Problem details :: In the records below, find every line that contains "trousers" and list it.
========================================
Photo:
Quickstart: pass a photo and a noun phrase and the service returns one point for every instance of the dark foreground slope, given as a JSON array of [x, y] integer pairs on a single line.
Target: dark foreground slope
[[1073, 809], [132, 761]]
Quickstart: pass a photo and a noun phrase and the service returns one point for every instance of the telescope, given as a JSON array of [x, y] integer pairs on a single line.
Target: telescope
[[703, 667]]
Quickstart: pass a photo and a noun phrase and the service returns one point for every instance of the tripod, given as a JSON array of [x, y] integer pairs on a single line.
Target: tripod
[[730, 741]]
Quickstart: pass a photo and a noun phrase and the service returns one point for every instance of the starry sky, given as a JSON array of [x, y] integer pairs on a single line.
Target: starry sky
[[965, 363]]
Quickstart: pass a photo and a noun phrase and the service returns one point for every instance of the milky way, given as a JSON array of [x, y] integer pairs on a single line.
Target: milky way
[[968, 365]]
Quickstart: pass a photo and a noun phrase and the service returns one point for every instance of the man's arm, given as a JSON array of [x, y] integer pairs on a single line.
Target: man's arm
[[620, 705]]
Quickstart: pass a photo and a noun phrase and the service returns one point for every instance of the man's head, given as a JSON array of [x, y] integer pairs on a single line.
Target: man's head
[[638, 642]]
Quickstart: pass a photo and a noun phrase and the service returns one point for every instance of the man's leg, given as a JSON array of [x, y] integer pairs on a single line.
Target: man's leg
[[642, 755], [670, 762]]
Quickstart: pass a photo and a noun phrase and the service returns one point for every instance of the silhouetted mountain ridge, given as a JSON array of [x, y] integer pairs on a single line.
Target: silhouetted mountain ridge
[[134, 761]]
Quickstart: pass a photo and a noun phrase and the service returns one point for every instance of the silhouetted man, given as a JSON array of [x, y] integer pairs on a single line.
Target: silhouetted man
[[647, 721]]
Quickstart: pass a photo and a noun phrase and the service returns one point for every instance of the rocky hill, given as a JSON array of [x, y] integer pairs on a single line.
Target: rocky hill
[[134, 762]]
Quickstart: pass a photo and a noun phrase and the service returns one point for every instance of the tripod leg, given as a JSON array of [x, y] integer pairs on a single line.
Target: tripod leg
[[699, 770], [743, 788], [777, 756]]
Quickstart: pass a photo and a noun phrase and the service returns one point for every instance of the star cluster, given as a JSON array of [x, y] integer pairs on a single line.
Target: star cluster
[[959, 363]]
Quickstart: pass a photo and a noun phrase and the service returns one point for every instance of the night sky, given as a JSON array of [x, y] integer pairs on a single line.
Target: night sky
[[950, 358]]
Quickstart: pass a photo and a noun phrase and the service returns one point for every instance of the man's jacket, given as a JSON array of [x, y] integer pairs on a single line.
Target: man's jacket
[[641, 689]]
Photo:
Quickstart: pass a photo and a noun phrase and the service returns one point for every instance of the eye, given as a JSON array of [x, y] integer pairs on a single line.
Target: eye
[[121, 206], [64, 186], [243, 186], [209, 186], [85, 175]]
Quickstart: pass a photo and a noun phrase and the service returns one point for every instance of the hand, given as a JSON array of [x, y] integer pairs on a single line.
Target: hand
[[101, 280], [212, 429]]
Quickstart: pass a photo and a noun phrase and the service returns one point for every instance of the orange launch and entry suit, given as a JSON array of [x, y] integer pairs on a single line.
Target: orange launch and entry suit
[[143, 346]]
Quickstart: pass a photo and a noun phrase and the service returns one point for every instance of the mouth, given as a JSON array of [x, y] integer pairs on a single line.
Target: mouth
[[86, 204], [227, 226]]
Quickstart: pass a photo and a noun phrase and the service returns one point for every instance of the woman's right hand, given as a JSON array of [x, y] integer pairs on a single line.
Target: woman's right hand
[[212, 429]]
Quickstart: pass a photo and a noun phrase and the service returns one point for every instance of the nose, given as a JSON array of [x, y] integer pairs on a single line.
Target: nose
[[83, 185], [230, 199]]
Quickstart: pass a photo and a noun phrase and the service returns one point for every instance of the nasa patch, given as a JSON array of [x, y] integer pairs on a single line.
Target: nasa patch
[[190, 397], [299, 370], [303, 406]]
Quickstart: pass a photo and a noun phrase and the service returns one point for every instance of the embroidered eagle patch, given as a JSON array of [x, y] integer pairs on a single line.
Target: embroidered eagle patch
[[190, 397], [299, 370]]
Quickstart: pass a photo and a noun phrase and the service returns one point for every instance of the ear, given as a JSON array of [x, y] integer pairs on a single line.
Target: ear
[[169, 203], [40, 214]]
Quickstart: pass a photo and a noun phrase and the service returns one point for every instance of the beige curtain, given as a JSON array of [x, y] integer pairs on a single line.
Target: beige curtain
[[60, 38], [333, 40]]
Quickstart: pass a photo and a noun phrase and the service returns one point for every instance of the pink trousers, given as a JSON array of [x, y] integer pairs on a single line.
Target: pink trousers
========================================
Exercise solution ::
Quickstart: pass a photo and a noun phrase and the service returns one point for every instance of the pink trousers, given as a JSON array of [x, y] integer pairs on a single line.
Target: pink trousers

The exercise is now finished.